Excerpted records:
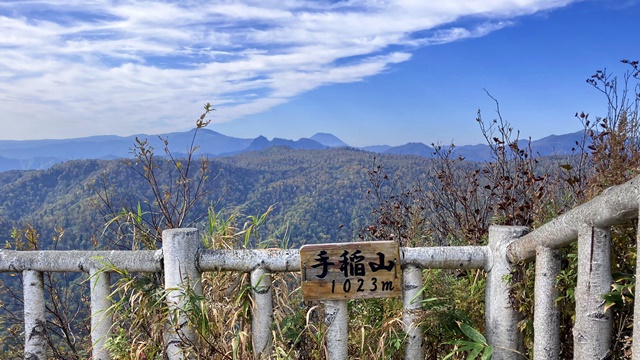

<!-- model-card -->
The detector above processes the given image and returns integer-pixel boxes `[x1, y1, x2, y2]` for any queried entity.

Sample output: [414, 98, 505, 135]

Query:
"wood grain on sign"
[299, 241, 402, 301]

Assignment: Output exactly the lines of the data that run from the one containing "Sample output: [414, 98, 505, 135]" to the very last line, and no others.

Answer for the task:
Sample output: [414, 98, 505, 135]

Query:
"wood grain on sign"
[299, 241, 402, 301]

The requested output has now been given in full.